BEGIN Entries

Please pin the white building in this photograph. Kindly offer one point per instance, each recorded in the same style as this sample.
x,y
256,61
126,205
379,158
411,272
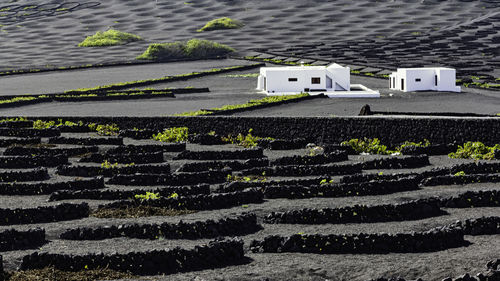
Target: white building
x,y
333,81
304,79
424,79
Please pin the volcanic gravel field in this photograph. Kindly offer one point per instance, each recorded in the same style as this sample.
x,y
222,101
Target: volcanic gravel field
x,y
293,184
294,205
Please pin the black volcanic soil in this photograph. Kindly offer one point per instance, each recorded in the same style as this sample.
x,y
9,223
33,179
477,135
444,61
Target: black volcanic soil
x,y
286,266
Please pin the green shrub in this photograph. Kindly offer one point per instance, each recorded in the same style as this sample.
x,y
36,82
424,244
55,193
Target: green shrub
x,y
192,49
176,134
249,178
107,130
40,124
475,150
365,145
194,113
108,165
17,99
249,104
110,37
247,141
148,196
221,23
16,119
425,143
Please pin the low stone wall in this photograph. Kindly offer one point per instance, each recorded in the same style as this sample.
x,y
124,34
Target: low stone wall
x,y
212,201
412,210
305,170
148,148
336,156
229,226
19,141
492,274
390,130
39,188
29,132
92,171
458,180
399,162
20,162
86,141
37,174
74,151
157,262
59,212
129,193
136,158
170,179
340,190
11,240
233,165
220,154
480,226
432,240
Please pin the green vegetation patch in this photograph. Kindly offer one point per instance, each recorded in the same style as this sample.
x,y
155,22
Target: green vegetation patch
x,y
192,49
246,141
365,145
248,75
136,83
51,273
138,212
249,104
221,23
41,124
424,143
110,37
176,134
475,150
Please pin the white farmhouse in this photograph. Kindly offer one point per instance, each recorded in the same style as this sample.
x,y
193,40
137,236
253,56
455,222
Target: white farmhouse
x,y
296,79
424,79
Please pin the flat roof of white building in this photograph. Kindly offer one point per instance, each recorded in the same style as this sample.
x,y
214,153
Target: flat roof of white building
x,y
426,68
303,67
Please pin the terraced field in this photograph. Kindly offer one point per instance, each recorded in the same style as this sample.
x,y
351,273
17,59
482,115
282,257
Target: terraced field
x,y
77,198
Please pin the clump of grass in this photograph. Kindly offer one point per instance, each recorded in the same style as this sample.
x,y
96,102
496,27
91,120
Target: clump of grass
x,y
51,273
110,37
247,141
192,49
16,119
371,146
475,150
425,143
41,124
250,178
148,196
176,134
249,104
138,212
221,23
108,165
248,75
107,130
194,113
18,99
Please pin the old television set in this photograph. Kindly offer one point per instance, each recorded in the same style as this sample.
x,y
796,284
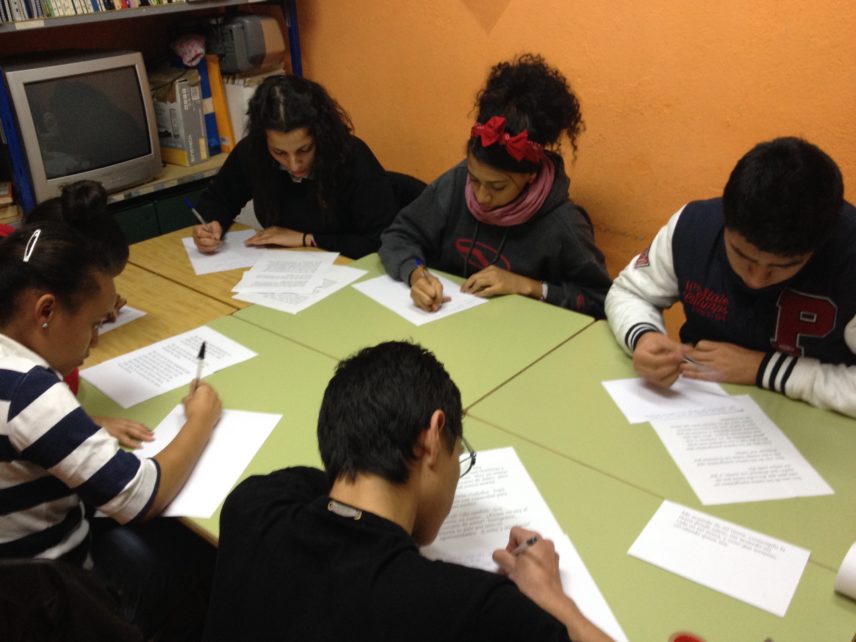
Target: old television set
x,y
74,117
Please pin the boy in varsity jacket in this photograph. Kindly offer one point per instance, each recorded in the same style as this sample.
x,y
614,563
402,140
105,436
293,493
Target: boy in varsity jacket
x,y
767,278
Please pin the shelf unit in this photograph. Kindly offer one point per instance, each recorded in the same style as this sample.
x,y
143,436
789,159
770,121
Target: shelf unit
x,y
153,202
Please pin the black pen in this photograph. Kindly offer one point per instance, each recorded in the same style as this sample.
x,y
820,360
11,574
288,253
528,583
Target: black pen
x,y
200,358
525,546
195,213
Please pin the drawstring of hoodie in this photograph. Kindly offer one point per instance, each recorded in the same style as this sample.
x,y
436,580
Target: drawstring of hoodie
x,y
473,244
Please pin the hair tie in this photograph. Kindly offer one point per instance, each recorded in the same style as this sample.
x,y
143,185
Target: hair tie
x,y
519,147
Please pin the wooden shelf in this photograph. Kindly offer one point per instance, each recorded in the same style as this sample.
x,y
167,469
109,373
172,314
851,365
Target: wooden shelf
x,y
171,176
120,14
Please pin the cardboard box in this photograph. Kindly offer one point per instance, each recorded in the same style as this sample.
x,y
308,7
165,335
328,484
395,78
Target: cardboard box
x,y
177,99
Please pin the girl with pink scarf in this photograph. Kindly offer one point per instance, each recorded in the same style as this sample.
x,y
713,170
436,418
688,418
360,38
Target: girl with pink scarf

END Entries

Starting at the line that contains "Please pin the hair" and stopping after the final line of the entries, express each line as a string in a JSON list, omitting any blank lines.

_Task output_
[
  "Please pin the hair tie in this photograph. Kindly offer one point per instance, each recorded in the same style as this sample.",
  "x,y",
  "143,185",
  "Target: hair tie",
  "x,y",
  "519,147",
  "Please pin the wooden shelf in this photograph. Kindly offer one point per instance, each recorded in the same style as this sample.",
  "x,y",
  "167,469",
  "109,373",
  "172,314",
  "851,365",
  "Target: wooden shelf",
  "x,y",
  "171,176",
  "120,14",
  "Please pin the cardboard box in this photograph. Kindly offer one point per instance, each recorded in the same style as this sample.",
  "x,y",
  "308,7",
  "165,335",
  "328,484",
  "395,78",
  "Target: cardboard box",
  "x,y",
  "177,99",
  "Please pin the girl with pink scarf in this photograph. Kindly offer one point per instance, each recorded in the same style as this sample.",
  "x,y",
  "713,170",
  "436,418",
  "688,418",
  "360,38",
  "Target: girl with pink scarf"
]